**Written instruction**. Could you convert all of the lines below into a numbered list, leaving out any blank lines?

**Supplied material**.
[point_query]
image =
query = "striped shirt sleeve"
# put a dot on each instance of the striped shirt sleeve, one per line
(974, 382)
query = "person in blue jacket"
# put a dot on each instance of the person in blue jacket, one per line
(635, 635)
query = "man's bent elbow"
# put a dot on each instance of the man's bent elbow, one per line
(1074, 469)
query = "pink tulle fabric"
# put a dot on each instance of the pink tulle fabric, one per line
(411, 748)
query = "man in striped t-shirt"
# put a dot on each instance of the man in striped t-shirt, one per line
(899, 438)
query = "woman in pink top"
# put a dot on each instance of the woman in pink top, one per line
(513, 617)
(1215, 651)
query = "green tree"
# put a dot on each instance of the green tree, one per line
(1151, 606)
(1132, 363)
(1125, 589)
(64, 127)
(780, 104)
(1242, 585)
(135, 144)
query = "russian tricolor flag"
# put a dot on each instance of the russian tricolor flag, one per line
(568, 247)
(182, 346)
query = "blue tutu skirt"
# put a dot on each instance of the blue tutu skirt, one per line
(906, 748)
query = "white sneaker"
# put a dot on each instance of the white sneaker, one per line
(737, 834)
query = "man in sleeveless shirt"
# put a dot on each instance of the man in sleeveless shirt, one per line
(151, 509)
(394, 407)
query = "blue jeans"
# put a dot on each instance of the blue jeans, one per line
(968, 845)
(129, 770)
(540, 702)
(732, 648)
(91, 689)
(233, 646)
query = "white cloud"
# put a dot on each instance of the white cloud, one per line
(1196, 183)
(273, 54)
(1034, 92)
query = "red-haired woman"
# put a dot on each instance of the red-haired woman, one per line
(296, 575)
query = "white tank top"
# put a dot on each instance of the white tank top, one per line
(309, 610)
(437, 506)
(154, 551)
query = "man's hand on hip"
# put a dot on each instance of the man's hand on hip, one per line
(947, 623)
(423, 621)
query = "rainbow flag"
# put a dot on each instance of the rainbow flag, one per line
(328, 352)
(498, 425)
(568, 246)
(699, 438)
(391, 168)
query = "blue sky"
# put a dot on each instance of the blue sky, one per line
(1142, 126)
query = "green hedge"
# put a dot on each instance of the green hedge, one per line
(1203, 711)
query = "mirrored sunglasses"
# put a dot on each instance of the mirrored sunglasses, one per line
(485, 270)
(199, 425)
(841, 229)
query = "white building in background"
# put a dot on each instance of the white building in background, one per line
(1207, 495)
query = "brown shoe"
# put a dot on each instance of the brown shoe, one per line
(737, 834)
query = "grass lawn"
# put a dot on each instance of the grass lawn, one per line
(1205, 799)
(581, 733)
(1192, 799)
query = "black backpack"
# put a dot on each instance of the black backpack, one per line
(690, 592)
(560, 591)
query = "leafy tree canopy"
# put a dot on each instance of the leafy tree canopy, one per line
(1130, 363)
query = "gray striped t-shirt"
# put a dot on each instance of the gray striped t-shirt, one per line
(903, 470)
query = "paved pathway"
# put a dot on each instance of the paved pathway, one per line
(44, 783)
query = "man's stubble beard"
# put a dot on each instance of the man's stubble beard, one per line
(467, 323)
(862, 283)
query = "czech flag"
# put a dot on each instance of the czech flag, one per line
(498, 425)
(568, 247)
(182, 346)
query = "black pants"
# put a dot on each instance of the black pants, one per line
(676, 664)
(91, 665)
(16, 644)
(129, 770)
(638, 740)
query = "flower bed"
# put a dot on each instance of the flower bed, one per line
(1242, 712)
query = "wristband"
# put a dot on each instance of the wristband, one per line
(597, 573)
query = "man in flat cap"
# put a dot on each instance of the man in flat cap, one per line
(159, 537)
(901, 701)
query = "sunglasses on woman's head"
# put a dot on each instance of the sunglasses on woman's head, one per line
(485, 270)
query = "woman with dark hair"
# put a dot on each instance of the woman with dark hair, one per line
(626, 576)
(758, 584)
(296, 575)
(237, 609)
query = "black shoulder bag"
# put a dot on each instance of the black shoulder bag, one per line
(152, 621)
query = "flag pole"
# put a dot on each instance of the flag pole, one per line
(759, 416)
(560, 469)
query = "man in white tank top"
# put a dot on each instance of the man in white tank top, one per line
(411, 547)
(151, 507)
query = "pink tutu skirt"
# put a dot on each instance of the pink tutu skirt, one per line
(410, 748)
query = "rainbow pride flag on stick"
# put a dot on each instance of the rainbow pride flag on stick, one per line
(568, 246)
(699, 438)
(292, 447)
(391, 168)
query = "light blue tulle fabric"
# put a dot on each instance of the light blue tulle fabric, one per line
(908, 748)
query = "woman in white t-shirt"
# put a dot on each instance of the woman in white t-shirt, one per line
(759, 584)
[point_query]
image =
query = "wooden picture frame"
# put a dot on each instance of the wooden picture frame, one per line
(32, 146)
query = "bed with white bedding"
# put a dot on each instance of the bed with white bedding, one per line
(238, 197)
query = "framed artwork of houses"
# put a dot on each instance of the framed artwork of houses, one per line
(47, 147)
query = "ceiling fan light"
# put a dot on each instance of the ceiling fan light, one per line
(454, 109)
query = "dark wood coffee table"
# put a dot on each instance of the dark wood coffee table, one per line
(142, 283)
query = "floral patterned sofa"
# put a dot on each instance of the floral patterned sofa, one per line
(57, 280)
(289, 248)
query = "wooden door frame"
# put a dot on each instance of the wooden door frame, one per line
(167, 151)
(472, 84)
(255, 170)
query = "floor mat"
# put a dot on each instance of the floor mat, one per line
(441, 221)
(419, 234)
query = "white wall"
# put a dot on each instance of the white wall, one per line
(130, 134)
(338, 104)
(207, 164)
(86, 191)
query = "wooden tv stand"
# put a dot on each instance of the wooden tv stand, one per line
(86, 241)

**Written reply**.
1. [point_query]
2. image =
3. query = "striped shirt sleeve"
4. # put a dot on each instance of the striped shirt sleeve, one per line
5. (974, 382)
6. query = "person in blue jacket"
7. # put a dot on each instance of the person in blue jacket, one per line
8. (635, 635)
9. query = "man's bent elbow"
10. # put a dot on each instance of the man's bent elbow, one per line
11. (1074, 469)
12. query = "pink tulle fabric"
13. # put a dot on each instance of the pink tulle fabric, one per line
14. (411, 748)
15. query = "man in striped t-shirt"
16. # put a dot on each instance of the man in striped t-shirt, one per line
17. (899, 438)
18. query = "woman in pink top"
19. # put a dot on each instance of the woman in pink top, one per line
20. (513, 617)
21. (1215, 651)
22. query = "green tree"
23. # put a dot on each instance of the green tree, one per line
24. (1151, 606)
25. (1132, 363)
26. (1125, 589)
27. (64, 127)
28. (780, 104)
29. (1242, 585)
30. (135, 144)
31. query = "russian tricolor flag"
32. # put a dot on each instance of the russian tricolor flag, one per line
33. (568, 247)
34. (182, 346)
35. query = "blue tutu skirt"
36. # put a dot on each instance of the blue tutu skirt, one per line
37. (906, 748)
38. query = "white sneaker"
39. # put a dot on each instance of the white sneaker, one per line
40. (737, 834)
41. query = "man in sleeveless shirt"
42. # put a dot on each instance of the man in sleeveless shirt, one per line
43. (151, 509)
44. (394, 407)
45. query = "blue jeans"
46. # put a dot on each instance of the blue jeans, one per line
47. (968, 845)
48. (129, 770)
49. (540, 702)
50. (732, 648)
51. (91, 689)
52. (233, 646)
53. query = "white cloud"
54. # put a dot on each instance of the white cloud, one per line
55. (1196, 183)
56. (273, 54)
57. (1034, 92)
58. query = "red-haired woman"
59. # put a dot on each instance of the red-haired woman, one per line
60. (296, 575)
61. query = "white tank top"
62. # put a dot on each instance of the white tank top, one per line
63. (309, 610)
64. (437, 506)
65. (154, 551)
66. query = "man's hand on hip"
67. # put a dot on each instance of the man's hand on hip, one per line
68. (947, 623)
69. (423, 621)
70. query = "rainbow flag"
71. # put a dot on each instance of the rainbow flag, one per line
72. (328, 352)
73. (498, 425)
74. (568, 246)
75. (699, 438)
76. (391, 168)
77. query = "blue sky"
78. # put a dot on each instance of the blue sky, one per line
79. (1142, 126)
80. query = "green hedge"
81. # put a dot on each instance of the green hedge, one per line
82. (1203, 711)
83. query = "mirrored sunglasses"
84. # put a dot on each instance of the mirrored sunglasses, one per line
85. (485, 270)
86. (199, 425)
87. (841, 229)
88. query = "white building in background"
89. # put a dot on each instance of the white building in background, one per line
90. (1207, 495)
91. query = "brown shoe"
92. # put a dot on each instance of the brown shoe, one per line
93. (737, 834)
94. query = "grass lawn"
95. # put a dot on each instance of the grass lawn, one per line
96. (1205, 799)
97. (581, 733)
98. (1192, 799)
99. query = "black backpack"
100. # put a dot on each instance of the black backpack, one per line
101. (690, 592)
102. (560, 591)
103. query = "leafy tree canopy"
104. # put a dot on each instance of the leafy tree canopy, one per line
105. (1130, 363)
106. query = "gray striped t-shirt"
107. # put a dot on each instance of the gray striped t-shirt, one per line
108. (903, 470)
109. query = "paved pathway"
110. # put a dot on each instance of the paved pathway, one per line
111. (44, 783)
112. query = "man's stubble beard"
113. # put a dot on each instance of the man's stubble beard, one per line
114. (467, 323)
115. (862, 283)
116. query = "czech flag"
117. # put a dot on each instance of the czech flag, one per line
118. (498, 425)
119. (568, 247)
120. (182, 346)
121. query = "black pants"
122. # put a dot on each instance of the black pants, one per line
123. (676, 664)
124. (91, 665)
125. (16, 644)
126. (129, 770)
127. (638, 740)
128. query = "flower bed"
129. # put a dot on each instance of the flower bed, one per line
130. (1242, 712)
131. query = "wristband"
132. # put a dot on each instance of the wristband, one per line
133. (597, 573)
134. query = "man in flat cap"
135. # put a dot on each instance of the man in flat cap, one per line
136. (159, 537)
137. (901, 701)
138. query = "sunglasses on woman's head"
139. # put a dot on each instance of the sunglasses on woman's head, one per line
140. (485, 270)
141. query = "woman with dark hair"
142. # put a dot on each instance of the woman with dark hair, one per line
143. (626, 576)
144. (758, 584)
145. (296, 575)
146. (237, 609)
147. query = "black shoulder bag"
148. # put a dot on each instance of the black shoulder bag, one per line
149. (152, 621)
150. query = "flag pole"
151. # put a dot on each instance of the flag pole, one per line
152. (759, 416)
153. (560, 469)
154. query = "man in white tank top"
155. # put a dot on each instance of the man in white tank top, one per line
156. (411, 547)
157. (151, 507)
158. query = "pink tutu skirt"
159. # put a dot on each instance of the pink tutu skirt, one per line
160. (410, 748)
161. query = "rainbow pride flag on stick"
162. # put a dot on each instance of the rainbow pride flag on stick, one per line
163. (568, 246)
164. (699, 438)
165. (292, 447)
166. (391, 168)
167. query = "light blue tulle fabric"
168. # put a dot on each instance of the light blue tulle fabric, one per line
169. (908, 748)
170. query = "woman in white t-shirt"
171. # put a dot on each instance of the woman in white t-shirt, one per line
172. (759, 584)
173. [point_query]
174. image =
175. query = "wooden picture frame"
176. # put a dot on each instance of the wooden picture frame, one per line
177. (32, 146)
178. query = "bed with white bedding"
179. # put a dot on each instance of the bed with white bedding, one per line
180. (238, 197)
181. query = "framed artwork of houses"
182. # put a dot on each instance of the framed artwork of houses, one per line
183. (47, 147)
184. query = "ceiling fan light"
185. # put a dot on each instance of the ceiling fan light, one per line
186. (454, 109)
187. query = "dark wood coffee table"
188. # put a dot on each instance of the dark wood coffee table, one per line
189. (142, 283)
190. query = "floral patterned sofa"
191. # put a dot on each instance of the floral patterned sofa, one per line
192. (57, 280)
193. (289, 248)
194. query = "wooden door frame"
195. # put a dot on each instance of the wooden door frame, one per line
196. (167, 151)
197. (472, 84)
198. (255, 170)
199. query = "floor mat"
200. # put a dot on each instance of the floor mat, one per line
201. (441, 221)
202. (419, 234)
203. query = "white wall"
204. # put a dot on each instance of the white wall, one per line
205. (130, 134)
206. (338, 104)
207. (207, 164)
208. (86, 191)
209. query = "wooden tv stand"
210. # put a dot on each instance of the wooden tv stand, one per line
211. (86, 241)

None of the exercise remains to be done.